Task goal. Reproduce the items below without changes, starting at the line containing "# point at: blurred background" and ending at the line containing "x=183, y=46".

(Named object pointing items)

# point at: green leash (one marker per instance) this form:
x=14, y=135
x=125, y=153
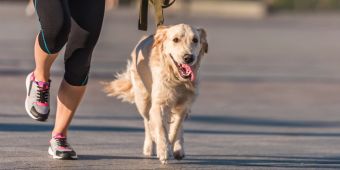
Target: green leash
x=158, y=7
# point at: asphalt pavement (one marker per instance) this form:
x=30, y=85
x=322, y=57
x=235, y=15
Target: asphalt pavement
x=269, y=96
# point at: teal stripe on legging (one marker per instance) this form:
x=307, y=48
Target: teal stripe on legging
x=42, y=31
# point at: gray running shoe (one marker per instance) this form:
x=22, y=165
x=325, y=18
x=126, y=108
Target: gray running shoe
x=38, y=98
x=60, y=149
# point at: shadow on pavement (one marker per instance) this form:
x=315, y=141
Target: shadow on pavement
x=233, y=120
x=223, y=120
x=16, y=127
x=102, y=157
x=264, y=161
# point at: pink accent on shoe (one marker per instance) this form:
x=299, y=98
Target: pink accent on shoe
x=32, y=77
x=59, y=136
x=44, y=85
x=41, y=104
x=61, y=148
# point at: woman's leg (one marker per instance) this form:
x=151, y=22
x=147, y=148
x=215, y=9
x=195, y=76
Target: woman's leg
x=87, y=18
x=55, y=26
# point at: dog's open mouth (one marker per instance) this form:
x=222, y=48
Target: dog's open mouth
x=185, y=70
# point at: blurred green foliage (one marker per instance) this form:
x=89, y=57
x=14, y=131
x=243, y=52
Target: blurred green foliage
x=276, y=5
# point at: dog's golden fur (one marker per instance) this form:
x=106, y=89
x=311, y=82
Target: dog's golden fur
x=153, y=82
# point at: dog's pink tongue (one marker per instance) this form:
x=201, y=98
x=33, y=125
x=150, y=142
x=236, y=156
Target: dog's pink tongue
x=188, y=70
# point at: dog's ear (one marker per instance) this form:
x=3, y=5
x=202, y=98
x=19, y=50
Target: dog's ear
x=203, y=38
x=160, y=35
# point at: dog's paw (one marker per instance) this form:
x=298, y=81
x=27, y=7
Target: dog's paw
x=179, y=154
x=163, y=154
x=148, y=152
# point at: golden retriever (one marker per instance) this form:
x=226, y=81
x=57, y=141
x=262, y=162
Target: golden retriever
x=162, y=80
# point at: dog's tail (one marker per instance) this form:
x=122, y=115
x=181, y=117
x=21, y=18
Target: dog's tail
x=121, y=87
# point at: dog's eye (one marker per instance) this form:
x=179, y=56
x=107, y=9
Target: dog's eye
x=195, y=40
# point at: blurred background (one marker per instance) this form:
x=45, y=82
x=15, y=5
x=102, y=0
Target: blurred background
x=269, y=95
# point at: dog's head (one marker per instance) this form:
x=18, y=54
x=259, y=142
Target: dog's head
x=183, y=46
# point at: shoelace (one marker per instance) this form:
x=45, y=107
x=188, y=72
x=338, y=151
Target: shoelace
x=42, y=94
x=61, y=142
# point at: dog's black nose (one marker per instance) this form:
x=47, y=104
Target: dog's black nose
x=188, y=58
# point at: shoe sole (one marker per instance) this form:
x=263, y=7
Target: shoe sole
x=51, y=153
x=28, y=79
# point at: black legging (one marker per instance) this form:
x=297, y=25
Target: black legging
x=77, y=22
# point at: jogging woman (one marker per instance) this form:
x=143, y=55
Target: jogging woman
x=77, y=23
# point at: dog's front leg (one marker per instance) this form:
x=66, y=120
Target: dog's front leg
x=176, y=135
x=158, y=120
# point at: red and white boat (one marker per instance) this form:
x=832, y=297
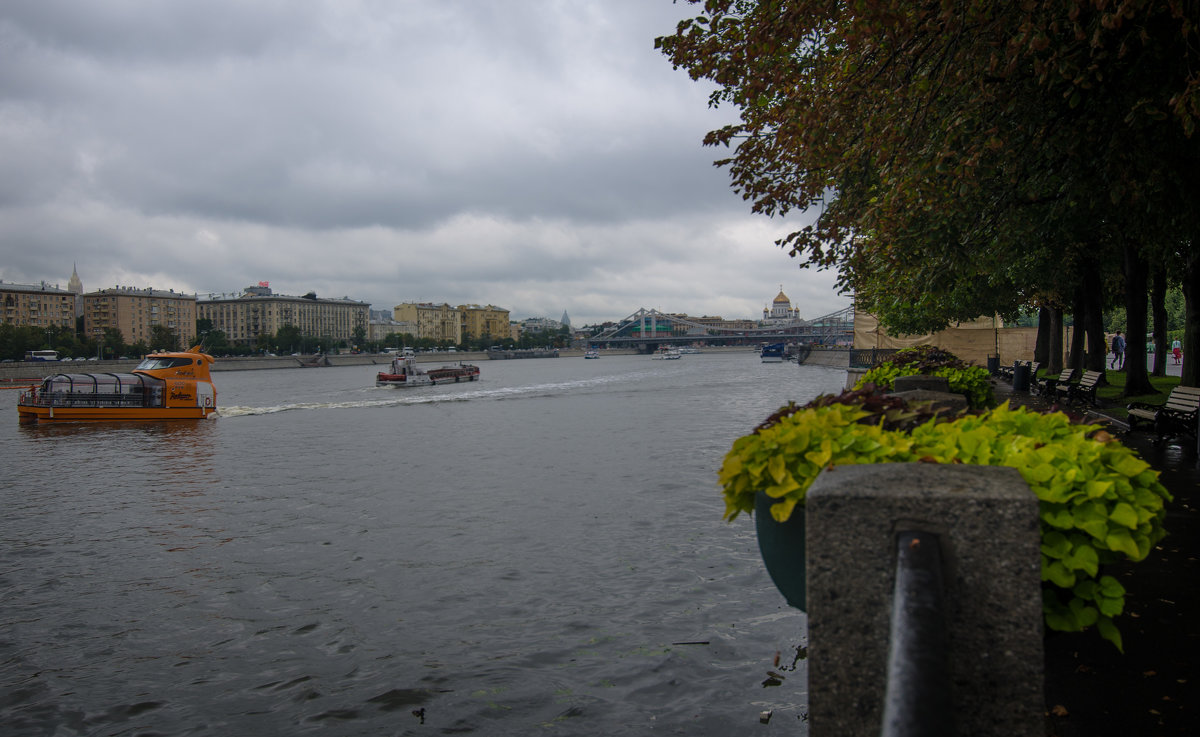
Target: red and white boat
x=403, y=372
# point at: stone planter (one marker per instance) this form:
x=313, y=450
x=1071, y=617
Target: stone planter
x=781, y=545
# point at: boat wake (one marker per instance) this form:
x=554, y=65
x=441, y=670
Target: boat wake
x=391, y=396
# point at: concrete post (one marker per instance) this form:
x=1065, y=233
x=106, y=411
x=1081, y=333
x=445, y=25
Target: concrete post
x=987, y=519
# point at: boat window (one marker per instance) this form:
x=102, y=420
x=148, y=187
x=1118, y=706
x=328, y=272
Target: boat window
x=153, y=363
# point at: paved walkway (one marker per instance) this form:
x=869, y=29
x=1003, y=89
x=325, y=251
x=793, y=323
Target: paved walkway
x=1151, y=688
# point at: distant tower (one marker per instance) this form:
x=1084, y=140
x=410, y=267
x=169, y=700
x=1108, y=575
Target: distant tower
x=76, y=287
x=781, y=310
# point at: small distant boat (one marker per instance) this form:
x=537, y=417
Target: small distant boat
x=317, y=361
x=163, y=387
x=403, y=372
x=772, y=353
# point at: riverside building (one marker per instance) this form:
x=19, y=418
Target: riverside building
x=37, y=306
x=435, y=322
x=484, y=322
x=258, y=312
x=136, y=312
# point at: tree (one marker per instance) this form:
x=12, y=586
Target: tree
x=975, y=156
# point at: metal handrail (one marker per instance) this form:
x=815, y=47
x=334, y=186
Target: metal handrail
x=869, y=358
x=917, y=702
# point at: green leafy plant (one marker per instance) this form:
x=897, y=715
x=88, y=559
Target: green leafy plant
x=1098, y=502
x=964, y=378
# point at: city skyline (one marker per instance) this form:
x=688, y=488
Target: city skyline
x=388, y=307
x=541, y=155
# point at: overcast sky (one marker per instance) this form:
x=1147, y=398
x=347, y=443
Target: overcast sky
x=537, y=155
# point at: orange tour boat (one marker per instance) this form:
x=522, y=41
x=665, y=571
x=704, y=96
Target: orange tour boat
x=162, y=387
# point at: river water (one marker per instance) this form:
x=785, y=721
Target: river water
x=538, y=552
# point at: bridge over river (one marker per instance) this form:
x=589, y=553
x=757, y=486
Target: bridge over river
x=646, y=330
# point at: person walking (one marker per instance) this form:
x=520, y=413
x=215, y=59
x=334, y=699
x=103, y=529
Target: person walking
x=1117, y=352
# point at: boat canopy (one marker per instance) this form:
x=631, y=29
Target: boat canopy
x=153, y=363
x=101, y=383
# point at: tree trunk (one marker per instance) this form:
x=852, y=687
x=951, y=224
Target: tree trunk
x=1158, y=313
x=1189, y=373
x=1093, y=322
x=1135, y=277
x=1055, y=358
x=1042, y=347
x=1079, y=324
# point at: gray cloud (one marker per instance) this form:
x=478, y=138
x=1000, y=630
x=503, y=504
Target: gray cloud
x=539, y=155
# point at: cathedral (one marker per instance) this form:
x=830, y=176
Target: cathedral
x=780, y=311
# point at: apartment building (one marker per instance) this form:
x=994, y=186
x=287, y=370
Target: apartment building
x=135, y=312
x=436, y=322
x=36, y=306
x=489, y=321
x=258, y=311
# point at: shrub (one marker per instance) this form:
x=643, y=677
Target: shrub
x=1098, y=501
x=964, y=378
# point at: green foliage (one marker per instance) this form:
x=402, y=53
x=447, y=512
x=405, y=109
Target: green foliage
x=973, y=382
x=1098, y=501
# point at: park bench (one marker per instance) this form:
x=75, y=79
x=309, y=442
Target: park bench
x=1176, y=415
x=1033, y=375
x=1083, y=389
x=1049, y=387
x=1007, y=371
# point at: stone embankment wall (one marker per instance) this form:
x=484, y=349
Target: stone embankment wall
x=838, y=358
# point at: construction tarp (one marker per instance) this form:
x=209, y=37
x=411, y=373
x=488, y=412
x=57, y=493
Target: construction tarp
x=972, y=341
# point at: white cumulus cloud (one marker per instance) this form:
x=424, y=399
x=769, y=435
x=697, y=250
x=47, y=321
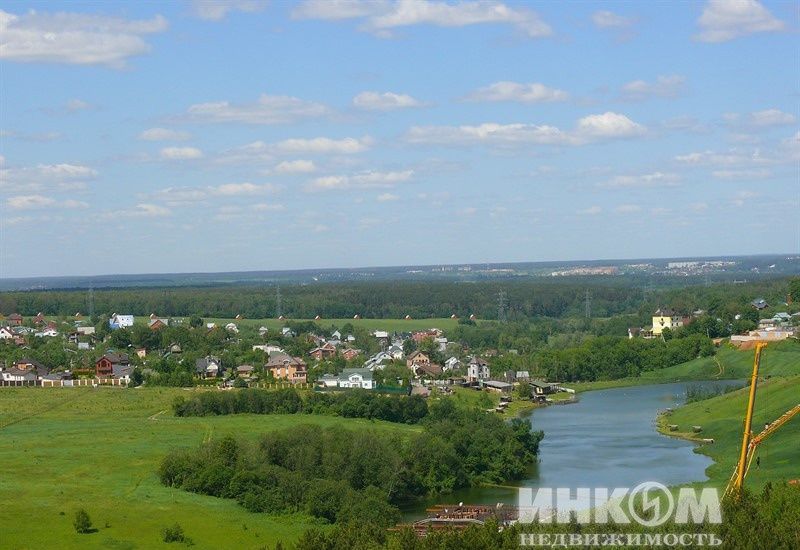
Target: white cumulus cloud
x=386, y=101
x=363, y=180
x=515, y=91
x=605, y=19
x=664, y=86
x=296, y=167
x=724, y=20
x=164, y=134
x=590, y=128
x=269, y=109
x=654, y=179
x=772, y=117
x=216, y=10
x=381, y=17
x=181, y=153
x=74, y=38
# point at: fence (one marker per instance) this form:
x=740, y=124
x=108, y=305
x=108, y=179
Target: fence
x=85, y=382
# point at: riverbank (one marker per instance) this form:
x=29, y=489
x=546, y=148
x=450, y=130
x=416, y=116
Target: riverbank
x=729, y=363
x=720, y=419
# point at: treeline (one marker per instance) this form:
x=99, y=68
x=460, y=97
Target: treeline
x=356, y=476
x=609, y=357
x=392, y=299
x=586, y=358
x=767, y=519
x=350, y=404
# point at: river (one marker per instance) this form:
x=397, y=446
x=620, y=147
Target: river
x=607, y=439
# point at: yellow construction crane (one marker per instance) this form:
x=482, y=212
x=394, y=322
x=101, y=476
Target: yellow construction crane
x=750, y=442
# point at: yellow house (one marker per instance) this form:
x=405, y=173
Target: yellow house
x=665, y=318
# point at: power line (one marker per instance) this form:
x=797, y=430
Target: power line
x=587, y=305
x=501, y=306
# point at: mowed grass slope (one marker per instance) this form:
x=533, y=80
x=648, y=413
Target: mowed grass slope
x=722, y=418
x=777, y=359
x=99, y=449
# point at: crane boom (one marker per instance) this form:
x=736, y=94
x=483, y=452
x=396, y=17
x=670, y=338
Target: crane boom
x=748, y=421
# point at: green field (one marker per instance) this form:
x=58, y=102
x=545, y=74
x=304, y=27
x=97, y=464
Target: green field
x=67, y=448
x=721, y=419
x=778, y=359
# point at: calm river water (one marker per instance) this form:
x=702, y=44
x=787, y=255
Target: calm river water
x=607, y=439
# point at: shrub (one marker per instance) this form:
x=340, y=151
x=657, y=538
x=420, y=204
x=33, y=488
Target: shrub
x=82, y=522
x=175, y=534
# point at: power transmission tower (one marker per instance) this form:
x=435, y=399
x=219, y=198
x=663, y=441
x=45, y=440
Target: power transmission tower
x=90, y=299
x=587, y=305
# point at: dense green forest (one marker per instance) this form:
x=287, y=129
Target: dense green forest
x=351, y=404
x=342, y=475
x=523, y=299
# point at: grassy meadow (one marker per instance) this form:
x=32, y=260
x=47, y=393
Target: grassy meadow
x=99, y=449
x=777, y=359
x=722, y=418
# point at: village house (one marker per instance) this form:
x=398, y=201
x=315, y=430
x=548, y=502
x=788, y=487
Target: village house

Right answer.
# point at: blurred background (one marker per instance) this form:
x=45, y=82
x=15, y=5
x=102, y=0
Target: blurred background
x=269, y=95
# point at: dog's head (one marker per instance) this form:
x=18, y=54
x=259, y=142
Target: dog's head
x=183, y=46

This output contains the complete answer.